* **EXERCISE DIRECTIONS**
Copy out the material that follows, swapping "Use the format" for "Answer in the format" everywhere and changing nothing else. Omit the pictures.

[Image entries on named regions]
==============================

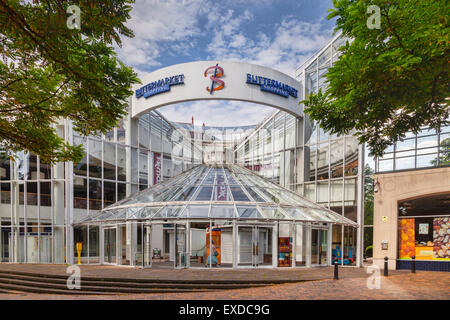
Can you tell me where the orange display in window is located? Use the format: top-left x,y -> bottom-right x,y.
206,229 -> 221,264
398,219 -> 416,259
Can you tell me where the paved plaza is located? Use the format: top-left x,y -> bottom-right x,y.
0,264 -> 450,300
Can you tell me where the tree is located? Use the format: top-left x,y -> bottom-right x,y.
431,138 -> 450,166
302,0 -> 450,156
0,0 -> 139,163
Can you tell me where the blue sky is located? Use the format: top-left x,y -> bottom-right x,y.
117,0 -> 334,126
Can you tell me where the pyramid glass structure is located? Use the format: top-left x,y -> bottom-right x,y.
77,164 -> 357,227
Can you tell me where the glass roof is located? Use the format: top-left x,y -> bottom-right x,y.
77,164 -> 357,226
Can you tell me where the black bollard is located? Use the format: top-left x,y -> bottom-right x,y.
384,257 -> 389,277
334,260 -> 339,280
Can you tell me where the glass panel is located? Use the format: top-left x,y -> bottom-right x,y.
89,226 -> 100,263
73,136 -> 87,176
237,206 -> 262,218
89,179 -> 102,210
103,142 -> 116,180
253,227 -> 273,266
295,223 -> 308,266
237,226 -> 253,266
278,223 -> 293,267
103,228 -> 117,263
211,206 -> 234,218
195,187 -> 213,201
89,139 -> 102,178
117,145 -> 127,181
230,187 -> 250,201
187,205 -> 209,218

==============================

* **THE OUTPUT**
Can you tell me where the orange display in window is located? Answer in the format: top-left x,y -> bottom-right x,y.
206,229 -> 221,264
398,219 -> 416,259
Can you tell me where the paved plaza is located? Answer in the format: top-left x,y -> bottom-right x,y.
0,264 -> 450,300
Can you tell me where the tree is located? Answer in the format: top-left x,y -> bottom-right x,y.
431,138 -> 450,166
302,0 -> 450,156
0,0 -> 139,163
Can you tell me where the blue sky is located? Answer in the format: top-left x,y -> bottom-right x,y.
117,0 -> 334,126
Can you tell me where the pyramid glass structure is located? Answer in the format: top-left x,y -> bottom-right x,y.
77,164 -> 357,227
Can you tell me where the glass roof is located? Answer in the format: top-left x,y -> bottom-right x,y.
77,164 -> 357,226
Can you tell me where the black bollard is located? Answer in the format: top-left x,y -> bottom-right x,y.
384,257 -> 389,277
334,260 -> 339,280
Can you tell me where the glass panel is located? Answer in the format: top-left x,y -> bottom-right x,y.
89,226 -> 100,263
73,136 -> 87,176
237,206 -> 262,218
89,179 -> 102,210
103,142 -> 116,180
253,227 -> 273,266
295,223 -> 308,266
237,226 -> 253,266
278,223 -> 293,267
103,228 -> 117,263
211,206 -> 234,218
195,187 -> 213,201
89,139 -> 102,178
117,145 -> 127,181
230,187 -> 250,201
187,205 -> 209,218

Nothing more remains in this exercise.